Segmentation labeling items
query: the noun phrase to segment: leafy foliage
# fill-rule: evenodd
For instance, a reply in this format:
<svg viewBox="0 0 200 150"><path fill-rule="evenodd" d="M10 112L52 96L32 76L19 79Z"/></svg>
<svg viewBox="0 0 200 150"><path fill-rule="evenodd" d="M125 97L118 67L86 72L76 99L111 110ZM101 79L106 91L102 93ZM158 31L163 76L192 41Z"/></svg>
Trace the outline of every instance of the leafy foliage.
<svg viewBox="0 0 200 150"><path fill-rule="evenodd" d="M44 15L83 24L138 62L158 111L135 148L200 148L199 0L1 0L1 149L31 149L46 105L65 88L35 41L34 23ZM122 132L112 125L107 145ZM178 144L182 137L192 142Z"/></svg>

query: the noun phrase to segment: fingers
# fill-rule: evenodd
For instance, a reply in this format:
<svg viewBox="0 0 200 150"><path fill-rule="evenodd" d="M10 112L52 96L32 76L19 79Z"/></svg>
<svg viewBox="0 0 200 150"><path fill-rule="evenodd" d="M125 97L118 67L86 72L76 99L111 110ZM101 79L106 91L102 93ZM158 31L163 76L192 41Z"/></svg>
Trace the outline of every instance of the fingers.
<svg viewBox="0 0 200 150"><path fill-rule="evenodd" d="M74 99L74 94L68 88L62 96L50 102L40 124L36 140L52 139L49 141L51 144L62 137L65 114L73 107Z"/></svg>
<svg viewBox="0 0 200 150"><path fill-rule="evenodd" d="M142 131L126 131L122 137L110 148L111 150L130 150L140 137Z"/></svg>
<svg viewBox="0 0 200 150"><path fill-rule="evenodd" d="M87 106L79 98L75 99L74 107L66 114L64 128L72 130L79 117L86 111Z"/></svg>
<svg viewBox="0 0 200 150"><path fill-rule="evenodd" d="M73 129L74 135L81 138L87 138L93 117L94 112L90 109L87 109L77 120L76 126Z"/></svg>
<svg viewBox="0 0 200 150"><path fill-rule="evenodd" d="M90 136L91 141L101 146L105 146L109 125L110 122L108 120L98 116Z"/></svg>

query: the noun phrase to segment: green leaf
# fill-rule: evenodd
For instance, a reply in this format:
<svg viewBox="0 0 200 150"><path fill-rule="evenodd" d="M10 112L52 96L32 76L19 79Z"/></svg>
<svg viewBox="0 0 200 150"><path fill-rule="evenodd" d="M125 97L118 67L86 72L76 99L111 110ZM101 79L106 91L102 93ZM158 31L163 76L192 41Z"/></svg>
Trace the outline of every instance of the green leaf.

_STATED EXERCISE_
Print every line of the items above again without any changes.

_TASK SOLUTION_
query: the noun phrase to segment: leafy foliage
# fill-rule: evenodd
For instance, a reply in this format:
<svg viewBox="0 0 200 150"><path fill-rule="evenodd" d="M10 112L52 96L32 76L19 79Z"/></svg>
<svg viewBox="0 0 200 150"><path fill-rule="evenodd" d="M125 97L118 67L86 72L76 99L111 110ZM101 79L106 91L102 93ZM158 31L163 76L192 41Z"/></svg>
Trace the outline of every instance of the leafy foliage.
<svg viewBox="0 0 200 150"><path fill-rule="evenodd" d="M44 15L83 24L138 62L158 111L135 148L200 148L199 0L1 0L1 149L31 149L46 105L65 88L35 41L34 23ZM122 132L112 125L107 145ZM178 144L182 137L192 142Z"/></svg>

query: the noun phrase to segment: fingers
# fill-rule: evenodd
For instance, a reply in this format:
<svg viewBox="0 0 200 150"><path fill-rule="evenodd" d="M10 112L52 96L32 76L19 79Z"/></svg>
<svg viewBox="0 0 200 150"><path fill-rule="evenodd" d="M125 97L118 67L86 72L76 99L111 110ZM101 79L106 91L102 93ZM158 31L163 76L192 41Z"/></svg>
Trace the outline of every instance of the fingers.
<svg viewBox="0 0 200 150"><path fill-rule="evenodd" d="M74 99L74 94L68 88L62 96L50 102L40 124L36 140L52 139L49 141L51 144L62 137L65 114L73 107Z"/></svg>
<svg viewBox="0 0 200 150"><path fill-rule="evenodd" d="M142 131L126 131L122 137L110 148L111 150L130 150L140 137Z"/></svg>
<svg viewBox="0 0 200 150"><path fill-rule="evenodd" d="M87 106L79 98L75 99L74 107L66 114L64 128L72 130L79 117L86 111Z"/></svg>
<svg viewBox="0 0 200 150"><path fill-rule="evenodd" d="M73 129L74 135L81 138L87 138L93 117L94 112L90 109L87 109L77 120L76 126Z"/></svg>
<svg viewBox="0 0 200 150"><path fill-rule="evenodd" d="M90 136L91 141L101 146L105 146L109 125L110 122L108 120L98 116Z"/></svg>

query: the noun phrase to segment: green leaf
# fill-rule: evenodd
For instance, a reply in this format:
<svg viewBox="0 0 200 150"><path fill-rule="evenodd" d="M10 112L52 96L32 76L19 79Z"/></svg>
<svg viewBox="0 0 200 150"><path fill-rule="evenodd" d="M125 97L118 67L86 72L76 99L111 110ZM101 79L106 91L102 93ZM158 31L163 76L192 41Z"/></svg>
Trace the outline of every instance of the green leaf.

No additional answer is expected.